▸ **RECORDS FOR THE EXERCISE**:
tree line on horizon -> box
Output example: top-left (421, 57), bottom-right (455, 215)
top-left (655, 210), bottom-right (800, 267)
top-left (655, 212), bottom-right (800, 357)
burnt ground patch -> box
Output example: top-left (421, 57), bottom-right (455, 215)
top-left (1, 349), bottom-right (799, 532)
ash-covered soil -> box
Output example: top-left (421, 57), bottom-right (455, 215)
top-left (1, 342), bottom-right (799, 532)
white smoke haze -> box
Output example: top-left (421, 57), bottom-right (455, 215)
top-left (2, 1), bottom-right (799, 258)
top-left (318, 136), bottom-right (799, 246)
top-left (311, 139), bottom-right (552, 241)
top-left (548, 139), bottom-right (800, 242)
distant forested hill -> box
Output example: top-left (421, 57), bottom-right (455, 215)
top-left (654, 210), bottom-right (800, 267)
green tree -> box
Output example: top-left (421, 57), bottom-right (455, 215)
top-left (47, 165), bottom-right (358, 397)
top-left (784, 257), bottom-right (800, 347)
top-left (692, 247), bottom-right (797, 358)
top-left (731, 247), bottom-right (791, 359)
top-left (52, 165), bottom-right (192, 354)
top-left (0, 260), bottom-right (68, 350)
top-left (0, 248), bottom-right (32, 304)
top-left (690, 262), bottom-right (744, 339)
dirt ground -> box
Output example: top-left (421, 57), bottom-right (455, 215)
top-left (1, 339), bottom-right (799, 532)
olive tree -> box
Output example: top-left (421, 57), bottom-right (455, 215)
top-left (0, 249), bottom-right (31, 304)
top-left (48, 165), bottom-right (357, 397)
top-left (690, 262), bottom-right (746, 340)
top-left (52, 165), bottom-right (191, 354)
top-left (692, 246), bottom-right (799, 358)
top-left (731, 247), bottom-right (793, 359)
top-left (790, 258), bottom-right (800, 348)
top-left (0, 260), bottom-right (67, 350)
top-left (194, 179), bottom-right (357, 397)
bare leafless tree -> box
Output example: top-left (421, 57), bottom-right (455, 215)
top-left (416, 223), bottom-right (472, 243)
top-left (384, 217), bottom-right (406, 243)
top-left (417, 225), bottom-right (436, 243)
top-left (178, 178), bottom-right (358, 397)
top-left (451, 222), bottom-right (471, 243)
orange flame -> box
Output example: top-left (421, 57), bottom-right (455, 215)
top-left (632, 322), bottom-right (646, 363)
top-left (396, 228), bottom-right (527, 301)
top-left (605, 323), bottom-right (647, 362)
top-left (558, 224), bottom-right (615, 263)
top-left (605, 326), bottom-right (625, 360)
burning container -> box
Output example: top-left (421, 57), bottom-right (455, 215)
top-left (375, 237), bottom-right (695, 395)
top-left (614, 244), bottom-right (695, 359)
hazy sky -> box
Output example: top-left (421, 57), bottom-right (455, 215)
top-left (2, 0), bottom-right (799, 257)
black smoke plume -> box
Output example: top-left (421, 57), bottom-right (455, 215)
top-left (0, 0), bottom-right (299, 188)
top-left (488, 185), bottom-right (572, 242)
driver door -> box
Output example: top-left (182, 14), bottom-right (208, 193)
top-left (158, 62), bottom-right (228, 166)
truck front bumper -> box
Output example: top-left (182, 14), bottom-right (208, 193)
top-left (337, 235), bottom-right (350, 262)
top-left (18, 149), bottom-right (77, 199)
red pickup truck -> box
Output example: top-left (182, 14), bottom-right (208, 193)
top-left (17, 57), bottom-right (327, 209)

==

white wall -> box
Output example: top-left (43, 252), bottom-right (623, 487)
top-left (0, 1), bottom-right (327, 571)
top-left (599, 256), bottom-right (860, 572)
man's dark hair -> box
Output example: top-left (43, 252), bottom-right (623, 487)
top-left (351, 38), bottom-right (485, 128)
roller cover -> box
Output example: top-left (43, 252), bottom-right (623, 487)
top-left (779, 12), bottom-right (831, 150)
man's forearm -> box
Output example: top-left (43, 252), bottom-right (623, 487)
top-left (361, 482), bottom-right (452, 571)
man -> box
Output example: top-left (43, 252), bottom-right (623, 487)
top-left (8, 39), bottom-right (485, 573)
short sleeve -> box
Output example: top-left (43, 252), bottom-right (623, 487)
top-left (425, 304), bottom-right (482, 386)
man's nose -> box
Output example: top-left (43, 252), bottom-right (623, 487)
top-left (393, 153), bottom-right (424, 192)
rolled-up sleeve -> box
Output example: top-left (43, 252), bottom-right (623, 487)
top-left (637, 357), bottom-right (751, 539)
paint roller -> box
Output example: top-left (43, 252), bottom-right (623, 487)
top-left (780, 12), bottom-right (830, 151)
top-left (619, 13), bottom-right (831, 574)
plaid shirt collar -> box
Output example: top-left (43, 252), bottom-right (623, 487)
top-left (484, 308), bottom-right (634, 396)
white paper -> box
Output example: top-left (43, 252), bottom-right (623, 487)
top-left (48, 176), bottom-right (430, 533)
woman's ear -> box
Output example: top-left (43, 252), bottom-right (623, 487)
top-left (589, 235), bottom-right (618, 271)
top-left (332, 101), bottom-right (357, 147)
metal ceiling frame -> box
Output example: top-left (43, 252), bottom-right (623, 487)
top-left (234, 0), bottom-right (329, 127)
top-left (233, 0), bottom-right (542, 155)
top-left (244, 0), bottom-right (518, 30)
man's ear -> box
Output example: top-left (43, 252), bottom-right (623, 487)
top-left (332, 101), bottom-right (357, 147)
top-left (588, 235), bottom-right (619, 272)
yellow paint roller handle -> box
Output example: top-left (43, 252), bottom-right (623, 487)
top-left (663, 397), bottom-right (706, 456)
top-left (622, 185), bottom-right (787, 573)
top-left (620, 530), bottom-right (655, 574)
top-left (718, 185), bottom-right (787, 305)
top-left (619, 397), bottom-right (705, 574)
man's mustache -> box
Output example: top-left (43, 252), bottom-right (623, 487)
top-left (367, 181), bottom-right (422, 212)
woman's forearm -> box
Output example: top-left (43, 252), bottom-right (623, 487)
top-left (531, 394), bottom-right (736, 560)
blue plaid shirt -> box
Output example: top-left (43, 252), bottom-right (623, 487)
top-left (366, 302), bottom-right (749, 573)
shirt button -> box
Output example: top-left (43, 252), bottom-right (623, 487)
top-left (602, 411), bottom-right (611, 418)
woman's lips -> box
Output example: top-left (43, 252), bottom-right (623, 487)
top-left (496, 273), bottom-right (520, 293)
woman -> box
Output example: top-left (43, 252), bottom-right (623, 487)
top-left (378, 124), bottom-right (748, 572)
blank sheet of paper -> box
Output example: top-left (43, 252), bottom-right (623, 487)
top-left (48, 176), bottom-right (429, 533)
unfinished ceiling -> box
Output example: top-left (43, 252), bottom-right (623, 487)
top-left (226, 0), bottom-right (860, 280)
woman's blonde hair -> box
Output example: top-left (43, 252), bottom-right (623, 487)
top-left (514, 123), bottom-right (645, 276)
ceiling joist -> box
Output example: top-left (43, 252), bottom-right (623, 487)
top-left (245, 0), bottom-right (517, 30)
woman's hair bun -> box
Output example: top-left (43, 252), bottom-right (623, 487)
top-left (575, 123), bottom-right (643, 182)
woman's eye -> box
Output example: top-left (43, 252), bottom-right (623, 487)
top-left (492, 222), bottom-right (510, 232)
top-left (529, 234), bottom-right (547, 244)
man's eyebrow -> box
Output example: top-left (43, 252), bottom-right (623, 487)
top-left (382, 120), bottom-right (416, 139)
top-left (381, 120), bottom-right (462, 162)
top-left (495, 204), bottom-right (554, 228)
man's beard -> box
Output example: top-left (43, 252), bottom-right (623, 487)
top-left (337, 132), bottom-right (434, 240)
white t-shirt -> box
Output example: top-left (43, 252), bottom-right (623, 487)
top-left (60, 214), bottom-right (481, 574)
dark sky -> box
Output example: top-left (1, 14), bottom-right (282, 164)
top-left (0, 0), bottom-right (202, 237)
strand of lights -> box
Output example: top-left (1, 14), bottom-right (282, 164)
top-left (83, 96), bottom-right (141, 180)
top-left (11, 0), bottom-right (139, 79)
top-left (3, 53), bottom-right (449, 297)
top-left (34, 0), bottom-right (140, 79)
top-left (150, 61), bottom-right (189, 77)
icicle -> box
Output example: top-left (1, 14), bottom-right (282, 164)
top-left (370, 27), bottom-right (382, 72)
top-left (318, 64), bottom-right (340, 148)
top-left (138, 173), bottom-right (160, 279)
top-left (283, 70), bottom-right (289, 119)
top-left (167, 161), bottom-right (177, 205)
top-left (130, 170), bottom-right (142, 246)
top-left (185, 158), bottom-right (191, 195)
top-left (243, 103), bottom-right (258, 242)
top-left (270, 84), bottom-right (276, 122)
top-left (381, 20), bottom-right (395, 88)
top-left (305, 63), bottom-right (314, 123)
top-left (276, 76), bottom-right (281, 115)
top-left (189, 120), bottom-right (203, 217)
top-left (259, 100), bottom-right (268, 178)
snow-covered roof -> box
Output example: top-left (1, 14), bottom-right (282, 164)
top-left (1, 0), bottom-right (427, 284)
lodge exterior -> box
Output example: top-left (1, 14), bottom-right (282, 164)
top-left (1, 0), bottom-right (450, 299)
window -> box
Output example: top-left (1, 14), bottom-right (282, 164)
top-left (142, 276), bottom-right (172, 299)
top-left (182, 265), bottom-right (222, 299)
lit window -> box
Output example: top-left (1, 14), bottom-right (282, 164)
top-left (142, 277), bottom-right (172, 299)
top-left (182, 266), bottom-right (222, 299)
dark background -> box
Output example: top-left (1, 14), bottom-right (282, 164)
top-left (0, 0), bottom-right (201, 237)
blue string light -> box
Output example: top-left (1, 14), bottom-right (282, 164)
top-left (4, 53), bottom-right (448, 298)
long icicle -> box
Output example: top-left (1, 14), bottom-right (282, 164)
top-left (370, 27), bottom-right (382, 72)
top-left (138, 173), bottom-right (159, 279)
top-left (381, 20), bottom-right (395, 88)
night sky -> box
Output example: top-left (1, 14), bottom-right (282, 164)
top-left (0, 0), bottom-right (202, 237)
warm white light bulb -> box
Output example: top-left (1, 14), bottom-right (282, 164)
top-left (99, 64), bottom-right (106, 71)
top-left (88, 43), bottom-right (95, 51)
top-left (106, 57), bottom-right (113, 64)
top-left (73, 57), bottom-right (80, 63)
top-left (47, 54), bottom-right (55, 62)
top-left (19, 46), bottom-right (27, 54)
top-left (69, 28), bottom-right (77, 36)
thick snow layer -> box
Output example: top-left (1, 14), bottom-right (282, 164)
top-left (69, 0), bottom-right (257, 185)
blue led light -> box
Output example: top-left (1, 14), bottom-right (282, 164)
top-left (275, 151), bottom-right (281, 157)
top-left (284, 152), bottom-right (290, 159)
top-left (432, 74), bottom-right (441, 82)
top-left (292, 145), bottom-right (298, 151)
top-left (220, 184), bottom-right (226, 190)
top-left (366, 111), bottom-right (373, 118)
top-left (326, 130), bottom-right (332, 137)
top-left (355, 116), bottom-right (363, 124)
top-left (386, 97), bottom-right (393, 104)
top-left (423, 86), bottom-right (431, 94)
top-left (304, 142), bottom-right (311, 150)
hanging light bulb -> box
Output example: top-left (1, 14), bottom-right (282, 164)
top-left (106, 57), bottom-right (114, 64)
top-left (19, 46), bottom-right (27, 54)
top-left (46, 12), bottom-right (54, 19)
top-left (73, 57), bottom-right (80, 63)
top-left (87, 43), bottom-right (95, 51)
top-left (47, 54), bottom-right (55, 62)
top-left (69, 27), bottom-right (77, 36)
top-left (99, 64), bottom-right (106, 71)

▸ **WHAT THE TASK REQUIRES**:
Scan the listing above for the line that has "tree line on horizon -> box", then copy exactly from that line through the line that has "white smoke haze -> box".

▸ **OUTPUT OF THE EXERCISE**:
tree line on horizon -> box
Output example: top-left (421, 57), bottom-right (455, 215)
top-left (655, 210), bottom-right (800, 267)
top-left (655, 212), bottom-right (800, 357)
burnt ground patch -> box
Output example: top-left (421, 57), bottom-right (455, 215)
top-left (1, 349), bottom-right (799, 532)
ash-covered soil -> box
Output example: top-left (421, 57), bottom-right (455, 215)
top-left (1, 342), bottom-right (799, 532)
white smoke haze -> box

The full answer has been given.